What is being asked:
Omit the pictures, and output the rest of the entries exactly as written.

-------- Entries provided --------

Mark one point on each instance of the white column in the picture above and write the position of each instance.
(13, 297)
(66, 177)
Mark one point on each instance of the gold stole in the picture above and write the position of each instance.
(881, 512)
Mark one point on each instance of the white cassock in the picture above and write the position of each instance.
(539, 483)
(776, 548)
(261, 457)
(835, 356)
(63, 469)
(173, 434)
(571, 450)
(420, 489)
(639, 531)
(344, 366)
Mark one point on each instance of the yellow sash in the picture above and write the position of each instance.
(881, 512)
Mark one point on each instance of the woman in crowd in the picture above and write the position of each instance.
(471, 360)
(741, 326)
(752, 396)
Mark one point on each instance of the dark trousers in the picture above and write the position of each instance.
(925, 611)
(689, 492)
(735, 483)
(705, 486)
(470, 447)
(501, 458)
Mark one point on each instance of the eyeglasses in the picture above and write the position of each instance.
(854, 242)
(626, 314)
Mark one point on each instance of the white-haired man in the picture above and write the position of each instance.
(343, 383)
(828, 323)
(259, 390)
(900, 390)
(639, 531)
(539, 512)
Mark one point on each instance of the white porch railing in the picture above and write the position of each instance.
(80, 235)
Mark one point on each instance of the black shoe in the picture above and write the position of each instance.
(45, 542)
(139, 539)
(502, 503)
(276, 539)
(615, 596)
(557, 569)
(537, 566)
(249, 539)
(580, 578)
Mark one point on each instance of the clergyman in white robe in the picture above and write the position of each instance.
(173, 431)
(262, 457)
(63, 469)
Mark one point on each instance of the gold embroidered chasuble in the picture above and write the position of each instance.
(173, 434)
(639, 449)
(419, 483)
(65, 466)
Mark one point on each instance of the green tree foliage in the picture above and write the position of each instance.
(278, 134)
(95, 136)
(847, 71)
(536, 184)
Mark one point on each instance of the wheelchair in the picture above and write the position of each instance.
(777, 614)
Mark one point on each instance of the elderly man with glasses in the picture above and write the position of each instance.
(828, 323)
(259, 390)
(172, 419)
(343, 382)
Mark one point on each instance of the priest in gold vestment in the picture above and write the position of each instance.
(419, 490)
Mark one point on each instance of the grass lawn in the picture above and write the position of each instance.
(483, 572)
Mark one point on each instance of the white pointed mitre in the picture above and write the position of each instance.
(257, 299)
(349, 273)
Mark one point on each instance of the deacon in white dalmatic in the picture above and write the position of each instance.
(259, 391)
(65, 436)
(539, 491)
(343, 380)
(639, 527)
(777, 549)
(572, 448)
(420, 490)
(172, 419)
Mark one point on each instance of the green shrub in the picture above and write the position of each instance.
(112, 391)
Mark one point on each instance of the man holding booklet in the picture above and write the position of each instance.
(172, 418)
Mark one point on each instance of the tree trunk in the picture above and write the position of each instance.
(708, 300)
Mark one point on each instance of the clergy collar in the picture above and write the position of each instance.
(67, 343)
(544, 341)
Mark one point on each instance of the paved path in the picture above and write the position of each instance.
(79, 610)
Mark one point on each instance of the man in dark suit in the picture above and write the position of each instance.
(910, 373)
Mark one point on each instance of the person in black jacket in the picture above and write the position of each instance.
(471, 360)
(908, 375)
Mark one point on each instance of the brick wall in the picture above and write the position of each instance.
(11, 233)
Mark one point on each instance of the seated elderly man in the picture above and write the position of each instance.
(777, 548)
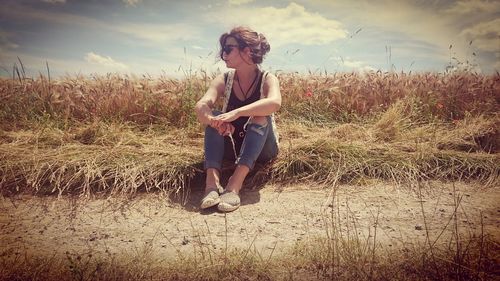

--------

Task response:
Mark one point on each instance of the white column in the picture above and write the position of each instance.
(13, 297)
(66, 177)
Mark one point on each instance of the gold stole in the picture above and write the position of each instance.
(881, 512)
Mark one point on each instance of the white cassock in the picture above and write the position of each instance.
(539, 483)
(776, 548)
(261, 457)
(835, 356)
(63, 469)
(173, 434)
(571, 450)
(420, 489)
(639, 531)
(344, 366)
Mark one point on each instance of the yellow sash in the picture above and write the position of each instance.
(881, 512)
Mark one point on each instance of the woman in crowd in the picture above and write the position of each instance.
(471, 360)
(741, 326)
(752, 396)
Mark one point on each instance of the dark trousers in the picture above and write the position of each instance.
(925, 611)
(689, 492)
(735, 483)
(705, 486)
(470, 447)
(501, 458)
Mark one point on each instance of the eyeglasses in the picture above and write the position of each instance.
(854, 242)
(626, 314)
Mark one point on each instance of the white-haired man in the picture above and write the position of each instance.
(343, 383)
(828, 323)
(259, 390)
(900, 390)
(639, 531)
(539, 512)
Mark one point on each instance of the white porch railing in the picture above and write the position of each instance.
(80, 235)
Mark one point on each instance of the black shoe in the picture above and write the position of each instance.
(45, 542)
(139, 539)
(502, 503)
(276, 539)
(615, 596)
(557, 569)
(537, 566)
(249, 539)
(580, 578)
Mark one point on each instance of the clergyman in white robe in the picture above and write the position of each instance.
(173, 431)
(262, 457)
(63, 469)
Mark one point on each instance of the gold embroidered chasuble in the picture above and write the position of each instance.
(173, 434)
(639, 449)
(419, 483)
(65, 466)
Mark one point on each instance of the green tree foliage in the picture above and write the position of each instance.
(278, 134)
(95, 136)
(847, 71)
(536, 184)
Mark one point on each instance of the wheelchair in the picture above and write the position of each instance.
(777, 614)
Mark one point on each instance of the elderly man with glasses in the picture above and write the position of each instance.
(828, 323)
(259, 390)
(172, 419)
(343, 382)
Mark one point on each instance of the priest in gold vestment in the picture above and write the position of each instance.
(419, 490)
Mark one point on each instance of the grass lawn in the picture above and write the position of each instance.
(483, 572)
Mark one point on each instance of the white pointed mitre in the picture above and write the position of each instance.
(257, 299)
(349, 273)
Mark one point on each instance of the deacon in white dalmatic in the picture above and write the position of each instance.
(259, 391)
(65, 436)
(539, 491)
(343, 380)
(639, 527)
(777, 549)
(572, 448)
(420, 490)
(172, 419)
Mark one point on each instance of the green shrub in the picture above and write the position of each instance.
(112, 391)
Mark one point on each instance of the man holding booklet in the picture above and write the position of each instance.
(172, 418)
Mark one point on each instance of the tree trunk in the picture above and write the position of each instance.
(708, 300)
Mark one point on each instance of the clergy collar in the picture above and write the position of each instance.
(67, 343)
(544, 341)
Mark one point on each instance of the paved path in the picture above and write the position of each instance.
(79, 610)
Mark one point on each instance of the man in dark suit in the picture above and write the position of each instance.
(910, 373)
Mark one point on each instance of the person in black jacket in the picture above and write the position of each instance.
(471, 360)
(908, 375)
Mark one point on each instance of the brick wall in the picture above and write the position of each instance.
(11, 233)
Mark one point on each instance of the seated elderly man in the picture above and write the position of each instance.
(777, 548)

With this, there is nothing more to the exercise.